__Kutipan Teks__

★ ★ ★

Ketika itulah Jokowi kembali memerintahkan Luhut memegang kendali Pemberlakuan Pembatasan Kegiatan Masyarakat di Pulau Jawa. “Saya bilang, tambah di Bali, Pak, karena mau G20,” ujar Luhut. Indonesia memang akan menjadi Presidensi G20 yang puncaknya digelar di Bali pada November 2022.
Dia makin mengintensifkan koordinasi. “Ruangan ini bercerita. Di sini kami membuat semua proses keputusan,” ujarnya. Tempat yang dia maksud adalah ruang rapat utama lantai dua Kemenko Marves.
Hampir setiap hari dia menggilir pertemuan melalui zoom dengan para komandan kodim, bupati, kepala polda, kepala polres, dan Kementerian Kesehatan. Para peserta diharuskan menyampaikan perkembangan daerahnya.

★ ★ ★

__Data penunjukan ekspresi rujukan__
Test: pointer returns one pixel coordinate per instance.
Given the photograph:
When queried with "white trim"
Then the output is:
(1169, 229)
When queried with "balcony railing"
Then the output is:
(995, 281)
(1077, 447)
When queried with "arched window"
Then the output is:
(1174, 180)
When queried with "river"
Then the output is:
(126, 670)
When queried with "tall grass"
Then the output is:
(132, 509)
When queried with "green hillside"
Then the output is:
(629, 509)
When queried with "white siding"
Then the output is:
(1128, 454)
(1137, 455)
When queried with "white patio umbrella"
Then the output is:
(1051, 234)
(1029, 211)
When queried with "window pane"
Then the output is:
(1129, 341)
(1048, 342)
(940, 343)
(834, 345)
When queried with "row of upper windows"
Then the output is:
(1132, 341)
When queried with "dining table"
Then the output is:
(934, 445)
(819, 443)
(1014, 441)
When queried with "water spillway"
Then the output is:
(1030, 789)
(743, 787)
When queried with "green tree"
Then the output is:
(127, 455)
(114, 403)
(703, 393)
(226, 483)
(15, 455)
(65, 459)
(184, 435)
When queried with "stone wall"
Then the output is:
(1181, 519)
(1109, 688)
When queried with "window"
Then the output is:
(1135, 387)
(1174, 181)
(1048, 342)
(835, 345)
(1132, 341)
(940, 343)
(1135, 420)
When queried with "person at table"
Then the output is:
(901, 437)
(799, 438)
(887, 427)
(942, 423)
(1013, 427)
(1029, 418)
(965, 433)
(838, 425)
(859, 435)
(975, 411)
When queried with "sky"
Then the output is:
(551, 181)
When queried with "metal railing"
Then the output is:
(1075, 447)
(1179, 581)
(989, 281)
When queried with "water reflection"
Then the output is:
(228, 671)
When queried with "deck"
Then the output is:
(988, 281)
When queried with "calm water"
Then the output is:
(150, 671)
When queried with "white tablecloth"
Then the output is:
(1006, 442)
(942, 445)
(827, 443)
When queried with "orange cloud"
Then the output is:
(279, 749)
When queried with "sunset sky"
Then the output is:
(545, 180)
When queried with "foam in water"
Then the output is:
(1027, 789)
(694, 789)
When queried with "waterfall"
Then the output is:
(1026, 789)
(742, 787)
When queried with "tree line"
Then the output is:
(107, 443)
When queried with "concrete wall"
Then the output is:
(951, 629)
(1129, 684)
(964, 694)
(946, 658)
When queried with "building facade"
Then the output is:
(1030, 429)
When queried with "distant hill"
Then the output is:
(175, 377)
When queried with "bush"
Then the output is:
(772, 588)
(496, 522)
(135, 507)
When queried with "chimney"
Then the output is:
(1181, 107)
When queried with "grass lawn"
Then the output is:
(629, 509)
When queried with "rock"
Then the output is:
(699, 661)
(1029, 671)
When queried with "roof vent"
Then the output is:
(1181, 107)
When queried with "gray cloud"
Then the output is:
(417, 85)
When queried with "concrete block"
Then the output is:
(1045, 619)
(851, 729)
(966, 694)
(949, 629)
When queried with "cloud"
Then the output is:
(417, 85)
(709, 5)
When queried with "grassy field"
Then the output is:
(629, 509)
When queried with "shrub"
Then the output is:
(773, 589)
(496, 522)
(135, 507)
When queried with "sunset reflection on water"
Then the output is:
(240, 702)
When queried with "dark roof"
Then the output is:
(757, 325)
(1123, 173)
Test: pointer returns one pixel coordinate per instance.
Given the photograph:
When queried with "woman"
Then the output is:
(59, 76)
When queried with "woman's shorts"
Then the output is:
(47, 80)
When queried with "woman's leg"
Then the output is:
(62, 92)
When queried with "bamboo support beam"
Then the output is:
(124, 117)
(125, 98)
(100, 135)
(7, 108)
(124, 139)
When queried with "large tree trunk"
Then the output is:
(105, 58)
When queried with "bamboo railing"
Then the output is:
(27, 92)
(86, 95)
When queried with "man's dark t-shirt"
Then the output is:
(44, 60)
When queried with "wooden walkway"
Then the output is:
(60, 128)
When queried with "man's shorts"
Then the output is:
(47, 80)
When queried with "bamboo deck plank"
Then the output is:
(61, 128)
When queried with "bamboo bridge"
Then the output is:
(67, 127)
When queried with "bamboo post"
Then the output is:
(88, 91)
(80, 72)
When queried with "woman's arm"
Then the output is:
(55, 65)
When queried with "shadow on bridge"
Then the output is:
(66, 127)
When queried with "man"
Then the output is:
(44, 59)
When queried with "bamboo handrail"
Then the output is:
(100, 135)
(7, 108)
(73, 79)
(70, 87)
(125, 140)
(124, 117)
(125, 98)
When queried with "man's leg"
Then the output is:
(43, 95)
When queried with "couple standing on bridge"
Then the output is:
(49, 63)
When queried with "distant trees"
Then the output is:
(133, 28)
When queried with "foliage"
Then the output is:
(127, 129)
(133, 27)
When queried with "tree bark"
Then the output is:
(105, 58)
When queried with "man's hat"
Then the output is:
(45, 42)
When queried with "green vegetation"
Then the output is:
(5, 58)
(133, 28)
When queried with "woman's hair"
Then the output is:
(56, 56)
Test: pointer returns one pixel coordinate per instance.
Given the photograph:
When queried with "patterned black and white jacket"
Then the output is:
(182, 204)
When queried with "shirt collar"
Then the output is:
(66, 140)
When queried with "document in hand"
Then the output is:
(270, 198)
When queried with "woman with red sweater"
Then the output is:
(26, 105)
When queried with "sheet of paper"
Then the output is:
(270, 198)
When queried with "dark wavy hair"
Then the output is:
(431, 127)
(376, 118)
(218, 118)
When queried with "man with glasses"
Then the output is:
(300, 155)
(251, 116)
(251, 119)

★ ★ ★

__Rincian Tugas__
Tolong lanjutkan kutipan tentang koordinasi Luhut mulai dari setelah kalimat terakhirnya.

__Jawaban Latihan__
Dari semua catatan yang masuk, Luhut lalu memberi perintah. Dia meyakinkan kepada para peserta rapat bahwa kebijakan pemerintah yang berbasis data sebagai keputusan tepat yang harus dilaksanakan.
Di awal-awal, ada peserta yang tidak menyampaikan situasi dengan benar. “Saya tunjukkan datanya. Jangan macam-macam, kau masih ingin punya jabatanmu enggak?” kata Luhut ke peserta rapat dalam sebuah pertemuan.
Rapat tersebut juga melibatkan para epidemiolog untuk menganalisis dan memberikan usul penanganannya. Dari laporan mereka juga diketahui masih ada resistensi di masyarakat atas beberapa kebijakan pemerintah.
Wilayah yang kasusnya tiba-tiba naik tinggi menjadi fokus. Tak jarang Luhut menelepon langsung kapolres, dandim, bahkan kadang sampai petugas terbawah. Dari hasil rapat tersebut, lelaki kelahiran Toba Samosir, 28 September 1947 ini bersama tim lalu inspeksi ke lapangan.
Mereka menelisik mengapa banyak orang yang tidak mau dikarantina secara terpusat, misalnya sebagian penduduk Yogyakarta, daerah dengan tingkat penularan tinggi. Dia juga ingin mendengar langsung petugas di lapangan seperti para dokter dan perawat.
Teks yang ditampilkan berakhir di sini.